Segundo o texto de origem, com que idade a narradora entrou no Conservatório de Música?

[TEXTO DE ORIGEM]

⁂

Giuseppina Raggi
Bolseira Gulbenkian 1998 – Histórias de Impacto
Sou italiana e nasci em Cesena, uma pequena cidade entre Bolonha e o mar Adriático. Os meus pais não tiveram estudos superiores, mas deram-me a mim e à minha irmã a possibilidade de estudar música clássica e de irmos para a universidade.
Desde pequena, sempre gostei de olhar o mundo ao meu redor. Adorava a natureza, lembro-me de me ter querido tornar etóloga dos grandes animais africanos. Podendo lidar só com o tamanho da natureza do meu jardim, lembro-me de uma tarde em que estive totalmente imóvel a observar os caminhos que as formigas faziam na direção do seu formigueiro. Lembro-me, também, do primeiro dia de escola: acordei e comecei a pular em cima da cama «hoje vou para a escola, hoje vou para a escola». Aquele entusiasmo nascia da intuição de que iria descobrir novos mundos, que as letras que ia aprender traziam consigo horizontes vastos e fascinantes. E é assim até hoje.
Mas não me tornei etóloga em África. Quando tinha 11 anos, entrei no Conservatório de Música e a minha vida virou para as artes. Estudei piano e concluí o curso de flauta transversal. Na mesma altura, frequentava o Liceo classico da minha cidade, onde se estudava principalmente italiano, latim e grego. Gostava de história mas sobretudo, a partir da adolescência, surgiu em mim um profundo e espontâneo interesse pelos Direitos Humanos. Tornei-me ativista da Amnistia Internacional e estudei muito o contexto histórico que, depois da Segunda Guerra Mundial, levou à Declaração dos Direitos Humanos. Era uma rapariga de uma cidade da província que se perguntava sobre o «porquê do mundo». Estas perguntas, que pertencem universalmente à adolescência, despertavam em mim uma paixão de conhecimento ainda maior.
Depois do curso de flauta, terminei a Licenciatura em Letras, ou seja, em literatura italiana, em latim, em muita História e em muitíssima História da Arte. Naquela altura, a licenciatura tinha uma duração de quatro anos e eu decidi celebrar esse feito, com uma viagem num lugar totalmente diferente do mundo que eu conhecia. Gostando muito de poesia também, queria ver se, mudando completamente o contexto, «pensaria pensamentos nunca pensados».
Assim, em 1994, juntando competências e desejo, escolhi ir três meses para o Recife, para uma instituição ligada ao maravilhoso trabalho político-social desenvolvido pelo arcebispo D. Hélder Câmara, um homem cuja potência espiritual eu tive a sorte de conhecer diretamente e perceber concretamente, pois a emanava como o sol irradia os raios (e não estou a usar uma metáfora poética).

⁂

[DADOS FORNECIDOS]
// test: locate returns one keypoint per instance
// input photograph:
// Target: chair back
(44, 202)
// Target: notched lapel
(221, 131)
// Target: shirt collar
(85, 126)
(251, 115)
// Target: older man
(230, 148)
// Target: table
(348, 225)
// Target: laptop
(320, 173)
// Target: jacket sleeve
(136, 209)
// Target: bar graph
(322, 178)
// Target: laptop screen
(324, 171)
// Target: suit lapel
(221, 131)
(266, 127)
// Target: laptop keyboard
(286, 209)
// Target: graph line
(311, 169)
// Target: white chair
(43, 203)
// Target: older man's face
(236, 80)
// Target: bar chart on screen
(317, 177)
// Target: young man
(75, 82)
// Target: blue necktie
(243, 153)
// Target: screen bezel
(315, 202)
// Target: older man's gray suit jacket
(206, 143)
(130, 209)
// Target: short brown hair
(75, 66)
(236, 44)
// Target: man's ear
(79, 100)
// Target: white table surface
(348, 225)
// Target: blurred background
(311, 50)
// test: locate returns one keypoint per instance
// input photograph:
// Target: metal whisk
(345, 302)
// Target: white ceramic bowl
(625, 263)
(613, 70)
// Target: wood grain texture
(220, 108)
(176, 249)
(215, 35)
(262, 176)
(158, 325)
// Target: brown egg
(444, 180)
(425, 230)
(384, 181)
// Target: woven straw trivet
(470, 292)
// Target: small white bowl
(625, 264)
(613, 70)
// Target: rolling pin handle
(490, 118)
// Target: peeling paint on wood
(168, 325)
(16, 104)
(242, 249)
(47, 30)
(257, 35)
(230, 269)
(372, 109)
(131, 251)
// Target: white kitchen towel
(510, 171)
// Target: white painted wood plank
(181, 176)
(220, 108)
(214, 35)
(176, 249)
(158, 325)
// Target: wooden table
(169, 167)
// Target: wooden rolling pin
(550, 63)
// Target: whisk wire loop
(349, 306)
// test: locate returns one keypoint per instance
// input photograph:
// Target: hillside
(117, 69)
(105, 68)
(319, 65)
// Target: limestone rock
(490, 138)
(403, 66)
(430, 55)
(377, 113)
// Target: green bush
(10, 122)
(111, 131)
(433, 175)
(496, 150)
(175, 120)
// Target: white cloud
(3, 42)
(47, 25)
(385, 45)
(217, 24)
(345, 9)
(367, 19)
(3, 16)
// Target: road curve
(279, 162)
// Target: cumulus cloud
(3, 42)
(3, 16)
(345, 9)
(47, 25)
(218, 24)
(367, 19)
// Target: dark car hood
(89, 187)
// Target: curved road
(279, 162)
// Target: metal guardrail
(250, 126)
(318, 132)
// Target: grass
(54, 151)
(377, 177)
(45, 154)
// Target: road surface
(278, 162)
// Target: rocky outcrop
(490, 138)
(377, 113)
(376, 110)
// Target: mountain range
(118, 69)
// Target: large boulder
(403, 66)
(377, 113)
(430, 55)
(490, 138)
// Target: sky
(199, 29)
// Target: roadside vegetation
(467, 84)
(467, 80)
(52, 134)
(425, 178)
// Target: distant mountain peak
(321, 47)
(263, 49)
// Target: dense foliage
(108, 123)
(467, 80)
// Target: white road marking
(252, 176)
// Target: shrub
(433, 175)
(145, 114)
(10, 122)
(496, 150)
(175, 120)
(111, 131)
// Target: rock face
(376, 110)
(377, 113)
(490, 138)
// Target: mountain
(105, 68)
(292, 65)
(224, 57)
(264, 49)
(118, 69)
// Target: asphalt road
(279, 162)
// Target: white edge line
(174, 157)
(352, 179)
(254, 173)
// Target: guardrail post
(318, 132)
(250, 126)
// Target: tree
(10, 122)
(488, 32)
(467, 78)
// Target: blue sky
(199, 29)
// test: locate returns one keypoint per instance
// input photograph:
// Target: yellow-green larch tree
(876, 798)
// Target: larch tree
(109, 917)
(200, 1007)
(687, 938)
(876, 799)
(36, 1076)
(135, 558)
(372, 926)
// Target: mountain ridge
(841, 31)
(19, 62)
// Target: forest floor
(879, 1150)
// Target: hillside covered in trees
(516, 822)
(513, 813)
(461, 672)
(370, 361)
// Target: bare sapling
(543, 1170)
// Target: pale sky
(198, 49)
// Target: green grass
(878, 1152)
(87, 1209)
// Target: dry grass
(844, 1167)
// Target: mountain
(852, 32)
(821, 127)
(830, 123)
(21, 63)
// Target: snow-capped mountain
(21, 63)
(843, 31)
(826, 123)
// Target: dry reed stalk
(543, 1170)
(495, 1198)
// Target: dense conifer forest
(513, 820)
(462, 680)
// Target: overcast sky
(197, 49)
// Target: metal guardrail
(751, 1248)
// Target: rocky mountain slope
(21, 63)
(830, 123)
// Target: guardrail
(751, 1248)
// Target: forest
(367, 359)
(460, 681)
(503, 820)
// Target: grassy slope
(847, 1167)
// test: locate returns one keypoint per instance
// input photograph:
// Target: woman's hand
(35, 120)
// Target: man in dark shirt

⁂

[RESPOSTA REDIGIDA] Aos 11 anos.